» ABOUT THIS EXERCISE: Repeat the entries below word for word, though any picture in them should be dropped.

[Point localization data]
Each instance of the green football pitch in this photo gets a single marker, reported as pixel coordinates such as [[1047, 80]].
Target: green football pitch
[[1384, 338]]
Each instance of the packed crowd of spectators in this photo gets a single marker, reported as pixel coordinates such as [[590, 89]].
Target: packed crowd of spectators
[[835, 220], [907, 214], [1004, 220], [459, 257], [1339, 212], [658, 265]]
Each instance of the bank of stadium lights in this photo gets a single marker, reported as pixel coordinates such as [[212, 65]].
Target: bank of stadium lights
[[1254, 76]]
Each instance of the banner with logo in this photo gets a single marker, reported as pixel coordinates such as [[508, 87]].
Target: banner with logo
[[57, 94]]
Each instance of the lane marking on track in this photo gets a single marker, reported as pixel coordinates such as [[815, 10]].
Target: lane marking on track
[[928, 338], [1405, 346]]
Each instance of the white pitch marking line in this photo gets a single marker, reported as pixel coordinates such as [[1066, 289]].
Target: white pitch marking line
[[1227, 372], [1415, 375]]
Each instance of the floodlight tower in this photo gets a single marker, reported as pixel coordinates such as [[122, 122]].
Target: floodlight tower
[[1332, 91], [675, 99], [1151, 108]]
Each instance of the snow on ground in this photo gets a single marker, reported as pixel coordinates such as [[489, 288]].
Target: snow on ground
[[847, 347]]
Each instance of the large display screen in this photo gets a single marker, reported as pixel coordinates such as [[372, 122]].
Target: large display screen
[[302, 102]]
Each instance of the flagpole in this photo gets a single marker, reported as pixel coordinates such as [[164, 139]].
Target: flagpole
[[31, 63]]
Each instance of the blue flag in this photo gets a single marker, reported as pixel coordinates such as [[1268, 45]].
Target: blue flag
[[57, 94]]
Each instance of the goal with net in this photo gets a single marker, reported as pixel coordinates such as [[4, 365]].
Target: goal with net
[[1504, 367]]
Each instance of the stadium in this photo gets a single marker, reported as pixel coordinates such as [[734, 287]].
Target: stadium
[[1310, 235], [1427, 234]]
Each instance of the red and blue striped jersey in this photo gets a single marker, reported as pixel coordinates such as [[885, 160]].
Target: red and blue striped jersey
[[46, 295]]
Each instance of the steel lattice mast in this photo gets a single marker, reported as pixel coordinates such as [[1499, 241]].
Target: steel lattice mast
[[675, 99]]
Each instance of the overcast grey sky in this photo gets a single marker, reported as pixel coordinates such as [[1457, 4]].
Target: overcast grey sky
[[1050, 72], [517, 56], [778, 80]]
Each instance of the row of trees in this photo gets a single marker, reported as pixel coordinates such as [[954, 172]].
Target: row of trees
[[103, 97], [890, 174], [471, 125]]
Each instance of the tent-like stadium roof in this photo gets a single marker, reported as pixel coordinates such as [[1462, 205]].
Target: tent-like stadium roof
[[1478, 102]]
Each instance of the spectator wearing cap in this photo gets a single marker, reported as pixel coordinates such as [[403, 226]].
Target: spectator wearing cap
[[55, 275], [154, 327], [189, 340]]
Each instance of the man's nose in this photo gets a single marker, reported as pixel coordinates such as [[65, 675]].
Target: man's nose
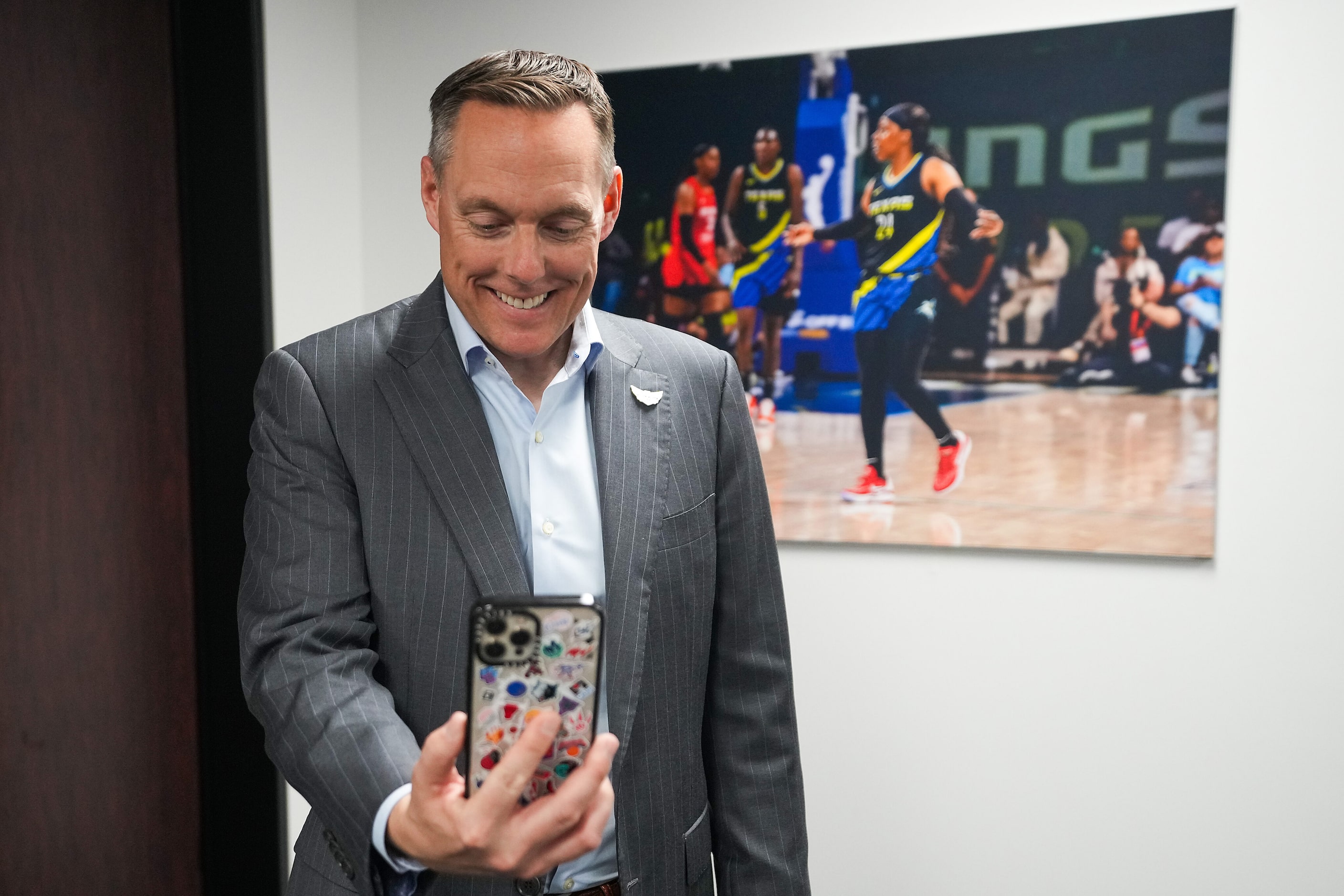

» PROBLEM SOLUTION:
Each instance of the green football pitch in this photo gets a single marker, reported as pixel coordinates such as [[1047, 80]].
Target: green football pitch
[[1384, 338]]
Each instance of the packed crowd of spectators in this photo gets a single marker, reported as pixel coordinates such as [[590, 89]].
Target: packed crowd of spectators
[[835, 220], [907, 214], [1004, 220], [459, 257], [1339, 212], [658, 265]]
Each instance of the bank of stadium lights in this photo gets a single marker, reported as pixel coordinates such as [[212, 65]].
Target: bank of stadium lights
[[1254, 76]]
Each instance of the banner with logo in this photo gets a single marker, reported as pixel coordinates such as [[508, 87]].
Target: banner with logo
[[57, 94]]
Each instance of the lane marking on track in this photo gets a single marker, reported as pixel coordinates such as [[815, 10]].
Target: lane marking on track
[[928, 338], [1405, 346]]
Each instance of the white pitch marking line in this photo gets a single marker, reported as pixel coordinates such as [[1066, 289]].
Target: white pitch marking line
[[1227, 372], [1415, 375]]
Each instance of the floodlight tower in this photo gets a single marker, reported as pixel coordinates such as [[122, 122]].
Target: floodlight tower
[[1332, 91], [675, 99], [1151, 108]]
Each instance of the snow on ground in this photo gets a single marker, reported as pixel coordinates such as [[489, 288]].
Target: snow on ground
[[847, 347]]
Each instance of the large display screen in this photo gets a single marker, reported as pixel coordinates such as [[372, 122]].
Target: large display screen
[[302, 102]]
Each instance of the flagpole in this photo gets a single marker, reported as pixel coordinates such as [[164, 139]].
Target: flagpole
[[31, 63]]
Each instance of the blue flag in this photo gets a single marker, reported as pixel coordinates such as [[1268, 45]].
Target: blue flag
[[57, 94]]
Each instance of the goal with net in this photo gets a single marker, reported as pixel coordinates such as [[4, 365]].
Target: goal with net
[[1504, 367]]
Each instance of the stadium in this photo gets a single marker, reported as pixel coordinates such as [[734, 287]].
Target: stadium
[[1310, 235], [1427, 234]]
Each instance of the red and blue striped jersey in this photo gets a single marker, reported as pixel coordinates such as [[885, 160]].
Target: red and blue striped jersey
[[46, 295]]
Each instance of the steel lattice mast in this photo gets a single marker, reported as pixel coordinates such as [[1499, 241]].
Target: steel lattice mast
[[675, 99]]
Each instance of the overcast grey sky in this photo gets a single marker, reported as pixel coordinates such as [[1457, 4]].
Target: overcast grey sky
[[1050, 72], [517, 56], [778, 80]]
Each instance of the row of trees in this photo gets a single marker, reported as pixel coordinates such as [[954, 172]].
Target: row of trees
[[103, 97], [890, 174], [471, 125]]
Each instance of the tent-like stadium roof in this photo gets a single marker, reported as pixel coordinates such as [[1462, 205]].
Target: tent-like stadium roof
[[1478, 102]]
Each instance of the spectator wearing cap in this photo gets a single marker, reported as pixel coordinates such as [[403, 226]].
Target: spectator wearing cap
[[55, 275], [154, 327], [189, 340]]
Each instance of the man's nose in this photo gets a single marker, reported as pixel coordinates such as [[65, 675]].
Target: man's nose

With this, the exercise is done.